• [What the exercise asks] From first line to last, give the records again word for word and omit the pictures.
########################################
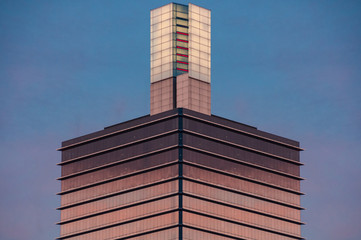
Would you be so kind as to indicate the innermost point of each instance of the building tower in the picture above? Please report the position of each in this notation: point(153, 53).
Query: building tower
point(180, 172)
point(180, 58)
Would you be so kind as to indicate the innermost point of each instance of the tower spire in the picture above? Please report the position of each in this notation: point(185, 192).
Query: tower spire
point(180, 58)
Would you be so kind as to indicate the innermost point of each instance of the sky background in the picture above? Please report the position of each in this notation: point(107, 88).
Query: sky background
point(71, 67)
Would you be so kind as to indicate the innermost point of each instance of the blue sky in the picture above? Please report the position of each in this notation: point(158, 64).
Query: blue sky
point(71, 67)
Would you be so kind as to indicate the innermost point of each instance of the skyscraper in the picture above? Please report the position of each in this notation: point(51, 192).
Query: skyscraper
point(180, 172)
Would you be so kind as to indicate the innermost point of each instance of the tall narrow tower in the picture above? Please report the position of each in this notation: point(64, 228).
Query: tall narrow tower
point(180, 172)
point(180, 58)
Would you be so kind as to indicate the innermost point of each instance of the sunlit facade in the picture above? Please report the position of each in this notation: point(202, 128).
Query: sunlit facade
point(180, 60)
point(180, 173)
point(180, 42)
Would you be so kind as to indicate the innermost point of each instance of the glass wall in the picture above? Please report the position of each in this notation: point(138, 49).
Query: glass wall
point(241, 216)
point(229, 228)
point(199, 43)
point(180, 42)
point(161, 42)
point(119, 200)
point(240, 200)
point(132, 228)
point(119, 216)
point(119, 185)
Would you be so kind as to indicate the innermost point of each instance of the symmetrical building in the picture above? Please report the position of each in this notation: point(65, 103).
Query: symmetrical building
point(180, 172)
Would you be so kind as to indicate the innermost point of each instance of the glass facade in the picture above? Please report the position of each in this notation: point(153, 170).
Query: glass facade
point(186, 177)
point(180, 42)
point(180, 173)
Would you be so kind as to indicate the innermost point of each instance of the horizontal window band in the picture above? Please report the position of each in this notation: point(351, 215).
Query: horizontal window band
point(244, 162)
point(178, 54)
point(182, 48)
point(182, 33)
point(245, 224)
point(180, 40)
point(179, 25)
point(133, 204)
point(244, 132)
point(119, 131)
point(119, 177)
point(100, 197)
point(243, 147)
point(184, 19)
point(243, 193)
point(149, 232)
point(119, 162)
point(243, 178)
point(117, 224)
point(212, 232)
point(119, 146)
point(243, 208)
########################################
• [Response below]
Would you be so kind as to indicate the innermost point of each instance of the building tower in the picture above? Please report the position of each in this notation: point(153, 53).
Query: building tower
point(180, 172)
point(180, 58)
Would you be so kind as to indicate the innermost point of each instance of the tower spire in the picture above? Please report the position of each in this notation: point(185, 192).
Query: tower spire
point(180, 58)
Would you be so kind as to indicate the innermost point of each instance of the sky background in the picture above? Please report the position of each in this notation: point(107, 88).
Query: sky background
point(71, 67)
Would you be so kind as to indicate the innermost point of each instance of the blue sky in the picture above? Please report the position of each in this notation: point(158, 64).
Query: blue sky
point(71, 67)
Would you be so kind as to indicate the innermost point of each instance of the skyscraper in the picture above? Please report the position of each in this notation: point(51, 192).
Query: skyscraper
point(180, 172)
Would you be so kind as to indicate the innermost point of each instance of the tall narrow tower in the picture above? Please report the position of each in this notation: point(64, 228).
Query: tall narrow tower
point(180, 172)
point(180, 58)
Would you be so kind as to indicate the innermost point of each instance of the sunlit facade in the picture above? Please report the position of each in this notation: point(202, 128).
Query: sunlit facade
point(180, 60)
point(180, 173)
point(180, 42)
Would you be so kind as to indicate the innermost point of each instance of the glass wall in the picture above? Please report the position of each in this notation: point(138, 49).
Query: glass wall
point(241, 216)
point(229, 228)
point(199, 43)
point(180, 42)
point(161, 42)
point(119, 200)
point(240, 200)
point(132, 228)
point(119, 216)
point(119, 185)
Would you be so kind as to indicate the innermost point of each instance of the symmetrical building in the picture above? Please report the position of each in this notation: point(65, 103).
Query: symmetrical building
point(180, 172)
Would you be so kind as to indicate the innermost point of each instance of the glass facade in the picture above? Please report the position of each in this notation: point(153, 170).
Query: glass facade
point(186, 177)
point(180, 42)
point(180, 173)
Would you be so kind as to indicate the innermost point of each instance of the horizontal window band in the picture above? Please report the position of each in this notation: point(351, 215).
Query: horizontal window band
point(244, 162)
point(178, 54)
point(182, 48)
point(182, 33)
point(245, 224)
point(180, 40)
point(179, 25)
point(133, 204)
point(244, 132)
point(119, 131)
point(119, 177)
point(100, 197)
point(243, 147)
point(184, 19)
point(243, 193)
point(149, 232)
point(119, 162)
point(243, 178)
point(117, 224)
point(212, 232)
point(119, 146)
point(243, 208)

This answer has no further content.